**Exercise**
Pull out the lines of the material from the line with "Point to the translucent" to the line with "x=571, y=250", including both of those lines, and copy them out word for word with nothing else.
____ Records for the exercise
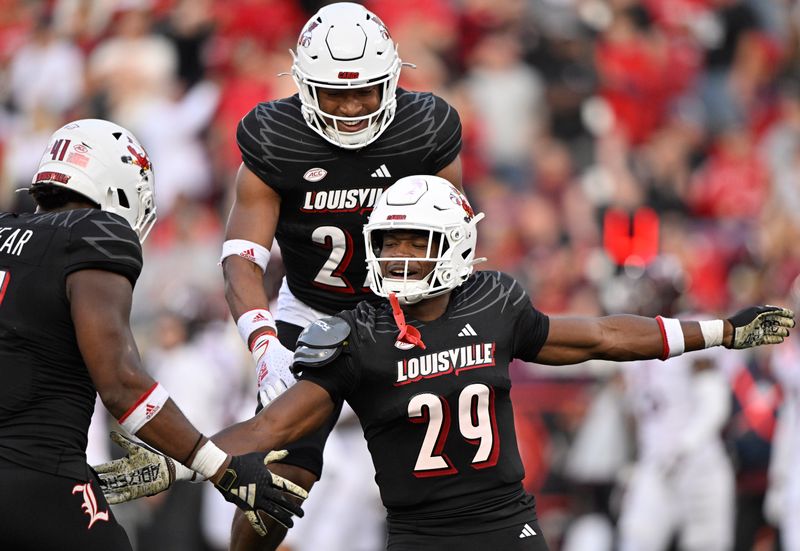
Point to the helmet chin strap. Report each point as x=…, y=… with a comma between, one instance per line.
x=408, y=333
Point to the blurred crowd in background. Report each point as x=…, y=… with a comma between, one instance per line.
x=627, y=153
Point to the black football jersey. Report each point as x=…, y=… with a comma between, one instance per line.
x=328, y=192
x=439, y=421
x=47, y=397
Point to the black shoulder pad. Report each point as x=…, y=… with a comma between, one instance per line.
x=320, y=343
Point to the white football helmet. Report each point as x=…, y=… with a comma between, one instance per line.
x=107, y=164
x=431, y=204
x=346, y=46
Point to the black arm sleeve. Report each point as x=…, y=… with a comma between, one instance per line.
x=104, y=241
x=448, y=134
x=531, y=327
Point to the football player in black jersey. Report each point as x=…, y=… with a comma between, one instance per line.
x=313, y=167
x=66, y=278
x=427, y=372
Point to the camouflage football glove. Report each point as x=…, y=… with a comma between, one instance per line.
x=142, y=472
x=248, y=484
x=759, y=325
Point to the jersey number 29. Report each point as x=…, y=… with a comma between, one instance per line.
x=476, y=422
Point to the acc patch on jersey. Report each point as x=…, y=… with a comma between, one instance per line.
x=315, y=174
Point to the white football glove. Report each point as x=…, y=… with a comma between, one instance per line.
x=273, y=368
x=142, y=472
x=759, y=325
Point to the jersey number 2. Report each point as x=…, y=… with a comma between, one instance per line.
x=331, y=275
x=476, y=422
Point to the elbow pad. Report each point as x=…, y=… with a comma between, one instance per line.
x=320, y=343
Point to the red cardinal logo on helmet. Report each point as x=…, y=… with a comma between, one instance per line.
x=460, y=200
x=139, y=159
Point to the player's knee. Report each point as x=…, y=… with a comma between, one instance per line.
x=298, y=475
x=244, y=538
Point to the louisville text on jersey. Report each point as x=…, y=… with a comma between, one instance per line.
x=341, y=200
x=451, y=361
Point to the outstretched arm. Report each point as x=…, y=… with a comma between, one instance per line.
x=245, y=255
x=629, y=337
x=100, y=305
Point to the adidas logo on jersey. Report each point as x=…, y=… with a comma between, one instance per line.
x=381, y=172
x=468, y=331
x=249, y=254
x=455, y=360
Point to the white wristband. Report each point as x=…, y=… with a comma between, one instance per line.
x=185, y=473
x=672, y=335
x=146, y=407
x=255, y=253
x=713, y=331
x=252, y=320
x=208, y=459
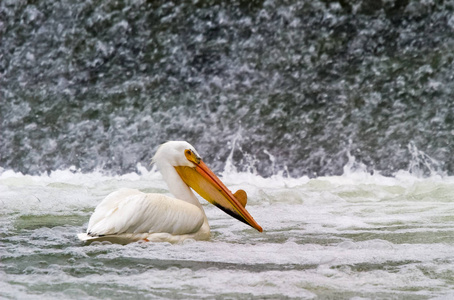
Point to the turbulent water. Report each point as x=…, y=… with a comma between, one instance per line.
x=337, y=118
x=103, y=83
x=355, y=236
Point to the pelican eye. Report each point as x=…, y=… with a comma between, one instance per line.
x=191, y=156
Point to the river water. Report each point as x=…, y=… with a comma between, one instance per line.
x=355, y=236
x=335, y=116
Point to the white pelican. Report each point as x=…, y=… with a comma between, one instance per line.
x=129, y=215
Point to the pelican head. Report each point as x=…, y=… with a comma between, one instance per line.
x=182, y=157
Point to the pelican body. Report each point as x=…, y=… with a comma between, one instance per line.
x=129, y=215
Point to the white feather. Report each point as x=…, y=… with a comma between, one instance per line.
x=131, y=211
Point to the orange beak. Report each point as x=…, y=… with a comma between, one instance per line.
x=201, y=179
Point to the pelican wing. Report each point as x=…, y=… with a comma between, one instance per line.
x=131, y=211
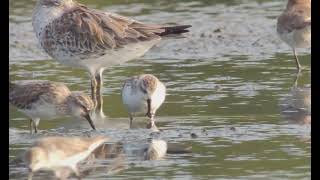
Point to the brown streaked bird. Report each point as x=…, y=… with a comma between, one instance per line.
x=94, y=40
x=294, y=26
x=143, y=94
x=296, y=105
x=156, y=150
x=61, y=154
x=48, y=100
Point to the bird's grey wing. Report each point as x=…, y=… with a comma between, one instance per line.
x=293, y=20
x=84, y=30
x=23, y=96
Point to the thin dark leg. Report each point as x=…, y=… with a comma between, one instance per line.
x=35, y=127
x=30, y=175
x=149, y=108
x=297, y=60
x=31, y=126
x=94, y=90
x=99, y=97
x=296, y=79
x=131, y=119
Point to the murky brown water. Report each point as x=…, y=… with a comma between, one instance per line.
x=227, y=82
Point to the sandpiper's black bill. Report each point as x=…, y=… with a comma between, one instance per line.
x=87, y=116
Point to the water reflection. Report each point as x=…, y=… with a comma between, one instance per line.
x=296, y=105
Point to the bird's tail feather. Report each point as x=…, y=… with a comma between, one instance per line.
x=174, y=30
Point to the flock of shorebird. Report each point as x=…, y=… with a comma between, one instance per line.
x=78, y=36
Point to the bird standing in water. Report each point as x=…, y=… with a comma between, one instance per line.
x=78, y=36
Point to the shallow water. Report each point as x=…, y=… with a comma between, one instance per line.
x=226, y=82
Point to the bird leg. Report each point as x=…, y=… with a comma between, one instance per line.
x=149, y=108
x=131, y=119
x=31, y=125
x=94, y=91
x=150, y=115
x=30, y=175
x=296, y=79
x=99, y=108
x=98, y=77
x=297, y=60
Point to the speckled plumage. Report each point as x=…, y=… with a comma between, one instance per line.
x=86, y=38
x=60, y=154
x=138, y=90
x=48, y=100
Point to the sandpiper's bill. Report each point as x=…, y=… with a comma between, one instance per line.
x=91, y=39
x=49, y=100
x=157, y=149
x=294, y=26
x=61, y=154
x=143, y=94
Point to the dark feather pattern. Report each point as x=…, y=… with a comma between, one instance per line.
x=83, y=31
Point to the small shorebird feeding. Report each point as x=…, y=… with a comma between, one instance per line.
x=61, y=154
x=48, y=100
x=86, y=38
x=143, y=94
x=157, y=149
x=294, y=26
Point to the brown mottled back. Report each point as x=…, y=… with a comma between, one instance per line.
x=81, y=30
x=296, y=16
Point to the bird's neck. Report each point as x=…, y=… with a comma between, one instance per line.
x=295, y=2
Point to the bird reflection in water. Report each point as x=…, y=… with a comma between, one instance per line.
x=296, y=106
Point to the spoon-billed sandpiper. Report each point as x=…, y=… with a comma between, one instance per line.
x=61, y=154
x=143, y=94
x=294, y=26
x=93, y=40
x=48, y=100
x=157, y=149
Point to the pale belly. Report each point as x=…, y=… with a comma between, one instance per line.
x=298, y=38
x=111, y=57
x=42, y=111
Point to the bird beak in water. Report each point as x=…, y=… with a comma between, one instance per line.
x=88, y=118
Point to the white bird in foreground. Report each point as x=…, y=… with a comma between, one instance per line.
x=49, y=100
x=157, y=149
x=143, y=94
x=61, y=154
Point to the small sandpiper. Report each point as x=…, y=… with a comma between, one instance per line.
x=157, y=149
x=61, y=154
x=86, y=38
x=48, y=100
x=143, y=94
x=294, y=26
________
____ Records for the exercise
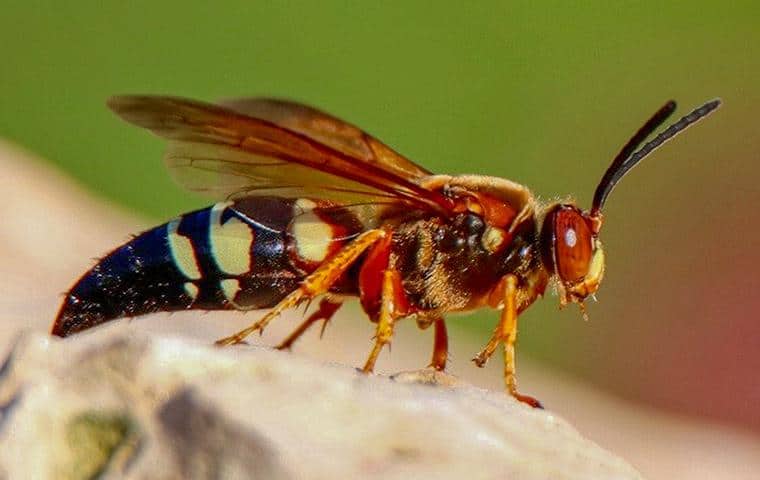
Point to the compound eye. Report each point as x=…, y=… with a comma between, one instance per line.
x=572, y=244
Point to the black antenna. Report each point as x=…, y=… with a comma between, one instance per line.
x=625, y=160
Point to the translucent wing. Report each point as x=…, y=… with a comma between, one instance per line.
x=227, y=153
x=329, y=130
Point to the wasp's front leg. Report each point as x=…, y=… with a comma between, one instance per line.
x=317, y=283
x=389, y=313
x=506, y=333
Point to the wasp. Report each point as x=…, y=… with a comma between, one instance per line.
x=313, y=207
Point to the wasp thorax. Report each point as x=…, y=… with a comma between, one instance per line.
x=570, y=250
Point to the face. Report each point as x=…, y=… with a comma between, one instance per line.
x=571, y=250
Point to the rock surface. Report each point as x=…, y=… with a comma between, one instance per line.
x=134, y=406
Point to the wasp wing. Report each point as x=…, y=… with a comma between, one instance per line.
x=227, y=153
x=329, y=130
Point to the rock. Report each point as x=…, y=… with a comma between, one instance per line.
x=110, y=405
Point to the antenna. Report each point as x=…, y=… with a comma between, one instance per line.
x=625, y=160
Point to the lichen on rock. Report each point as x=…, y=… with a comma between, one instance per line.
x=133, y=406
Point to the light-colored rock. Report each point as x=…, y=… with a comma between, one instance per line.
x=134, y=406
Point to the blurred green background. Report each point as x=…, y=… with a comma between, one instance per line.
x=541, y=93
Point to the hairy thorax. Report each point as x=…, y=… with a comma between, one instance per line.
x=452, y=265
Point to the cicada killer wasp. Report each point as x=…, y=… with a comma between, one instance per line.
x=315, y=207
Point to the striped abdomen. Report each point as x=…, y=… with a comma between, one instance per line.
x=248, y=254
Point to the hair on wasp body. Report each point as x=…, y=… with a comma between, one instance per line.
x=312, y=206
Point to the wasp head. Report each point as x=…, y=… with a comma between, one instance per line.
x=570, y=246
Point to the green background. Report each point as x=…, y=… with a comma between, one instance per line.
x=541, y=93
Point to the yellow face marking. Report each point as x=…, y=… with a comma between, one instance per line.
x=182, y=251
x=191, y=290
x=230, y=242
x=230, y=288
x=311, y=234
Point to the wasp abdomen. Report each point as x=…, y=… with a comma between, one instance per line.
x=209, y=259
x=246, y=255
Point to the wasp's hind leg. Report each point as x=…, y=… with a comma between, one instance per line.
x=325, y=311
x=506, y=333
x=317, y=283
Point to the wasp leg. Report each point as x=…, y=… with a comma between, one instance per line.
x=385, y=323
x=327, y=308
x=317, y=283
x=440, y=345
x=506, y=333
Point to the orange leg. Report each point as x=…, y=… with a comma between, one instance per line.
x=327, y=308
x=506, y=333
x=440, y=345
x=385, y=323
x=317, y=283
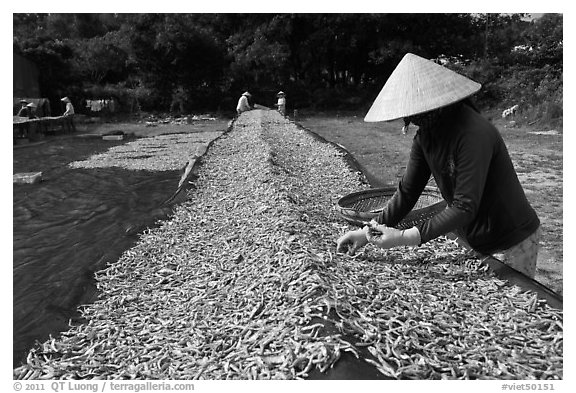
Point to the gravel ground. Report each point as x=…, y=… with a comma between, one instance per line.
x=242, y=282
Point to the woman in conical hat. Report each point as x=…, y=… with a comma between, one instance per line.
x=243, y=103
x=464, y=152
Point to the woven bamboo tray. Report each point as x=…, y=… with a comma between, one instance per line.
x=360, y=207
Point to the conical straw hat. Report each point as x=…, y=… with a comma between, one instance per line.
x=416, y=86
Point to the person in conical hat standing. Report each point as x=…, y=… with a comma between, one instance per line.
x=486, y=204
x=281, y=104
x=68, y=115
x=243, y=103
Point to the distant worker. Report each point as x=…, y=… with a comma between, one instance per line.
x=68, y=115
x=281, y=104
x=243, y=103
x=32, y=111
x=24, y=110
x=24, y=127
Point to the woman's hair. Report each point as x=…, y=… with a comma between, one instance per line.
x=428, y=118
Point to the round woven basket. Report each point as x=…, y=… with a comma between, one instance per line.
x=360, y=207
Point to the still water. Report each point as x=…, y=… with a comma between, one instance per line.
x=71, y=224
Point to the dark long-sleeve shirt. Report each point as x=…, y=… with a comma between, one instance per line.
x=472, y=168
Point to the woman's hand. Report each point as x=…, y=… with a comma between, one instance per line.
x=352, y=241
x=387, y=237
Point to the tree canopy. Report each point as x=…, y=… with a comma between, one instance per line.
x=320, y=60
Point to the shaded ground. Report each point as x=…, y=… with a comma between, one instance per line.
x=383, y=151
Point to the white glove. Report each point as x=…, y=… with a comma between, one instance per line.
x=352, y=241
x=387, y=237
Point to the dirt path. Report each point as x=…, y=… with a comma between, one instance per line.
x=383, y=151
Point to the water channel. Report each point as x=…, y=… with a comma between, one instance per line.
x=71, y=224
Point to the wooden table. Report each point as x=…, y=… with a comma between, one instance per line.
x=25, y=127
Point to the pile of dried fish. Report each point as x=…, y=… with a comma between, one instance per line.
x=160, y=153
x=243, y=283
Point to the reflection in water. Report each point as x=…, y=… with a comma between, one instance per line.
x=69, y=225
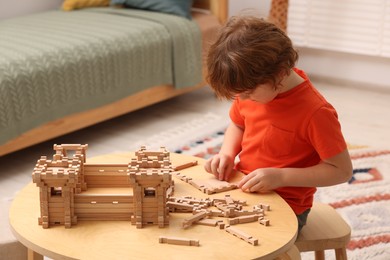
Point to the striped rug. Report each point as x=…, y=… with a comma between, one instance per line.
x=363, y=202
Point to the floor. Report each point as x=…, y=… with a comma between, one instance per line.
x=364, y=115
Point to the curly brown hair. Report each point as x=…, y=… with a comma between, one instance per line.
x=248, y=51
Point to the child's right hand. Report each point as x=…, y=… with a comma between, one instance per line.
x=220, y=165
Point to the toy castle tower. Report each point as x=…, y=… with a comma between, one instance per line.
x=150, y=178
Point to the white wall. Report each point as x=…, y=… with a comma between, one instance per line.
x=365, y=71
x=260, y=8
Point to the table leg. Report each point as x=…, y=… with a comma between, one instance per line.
________
____ Records for the exercise
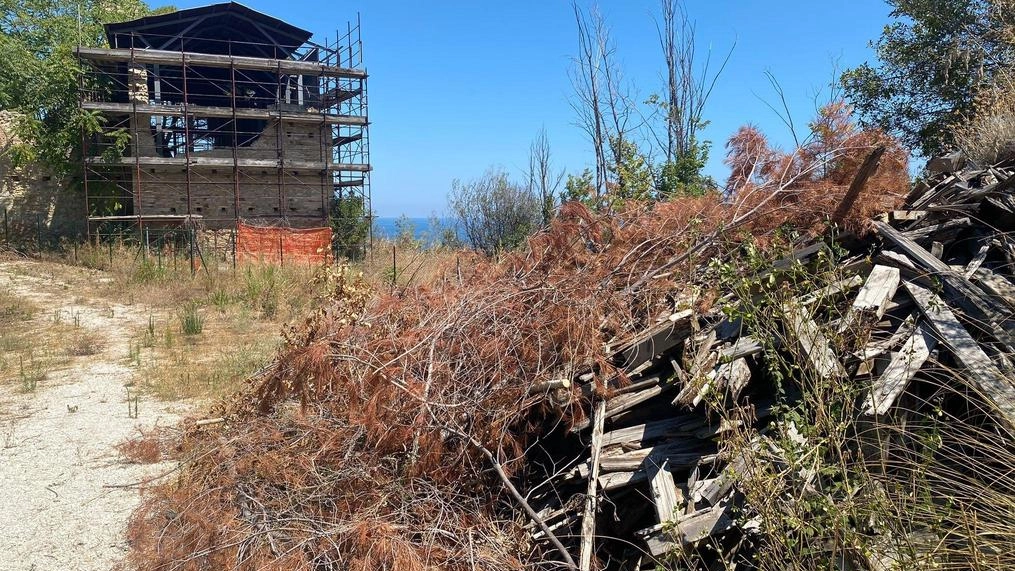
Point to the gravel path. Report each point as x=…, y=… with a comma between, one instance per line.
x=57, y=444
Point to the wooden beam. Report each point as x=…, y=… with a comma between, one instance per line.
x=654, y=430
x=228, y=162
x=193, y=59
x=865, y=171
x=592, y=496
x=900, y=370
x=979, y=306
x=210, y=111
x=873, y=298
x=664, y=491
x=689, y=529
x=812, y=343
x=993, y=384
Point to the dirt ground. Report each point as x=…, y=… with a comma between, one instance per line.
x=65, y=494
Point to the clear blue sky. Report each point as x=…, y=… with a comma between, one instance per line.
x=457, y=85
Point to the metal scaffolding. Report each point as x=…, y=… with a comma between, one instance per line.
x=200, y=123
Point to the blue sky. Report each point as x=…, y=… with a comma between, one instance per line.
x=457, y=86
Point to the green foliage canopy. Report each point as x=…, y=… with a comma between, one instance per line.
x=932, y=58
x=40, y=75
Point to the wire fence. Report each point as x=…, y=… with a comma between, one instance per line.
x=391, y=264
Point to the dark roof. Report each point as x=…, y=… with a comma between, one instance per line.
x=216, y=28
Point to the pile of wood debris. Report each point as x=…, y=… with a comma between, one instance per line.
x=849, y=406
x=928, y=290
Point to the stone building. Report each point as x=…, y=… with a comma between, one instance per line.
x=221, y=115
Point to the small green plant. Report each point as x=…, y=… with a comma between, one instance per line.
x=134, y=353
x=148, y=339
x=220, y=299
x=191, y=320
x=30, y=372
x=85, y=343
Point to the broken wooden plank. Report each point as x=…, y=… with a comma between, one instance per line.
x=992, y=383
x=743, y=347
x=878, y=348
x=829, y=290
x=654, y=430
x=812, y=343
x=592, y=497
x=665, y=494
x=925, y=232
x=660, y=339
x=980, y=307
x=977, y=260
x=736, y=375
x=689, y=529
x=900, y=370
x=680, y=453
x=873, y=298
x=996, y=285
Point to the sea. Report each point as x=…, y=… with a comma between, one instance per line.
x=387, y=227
________
**Solution**
Point to the translucent wing. Report each point as x=…, y=… with a comma between, one instance per line.
x=227, y=153
x=329, y=130
Point to the wasp's front leg. Report each point as x=…, y=… with a comma between, one instance per line.
x=317, y=283
x=389, y=313
x=506, y=333
Point to the wasp. Report each point as x=…, y=… with a comma between, one instance per line.
x=313, y=207
Point to the wasp thorax. Report each point as x=…, y=… with a comma between, one instance per line.
x=570, y=250
Point to the face. Report each point as x=…, y=… with a comma between, one instance per line.
x=571, y=250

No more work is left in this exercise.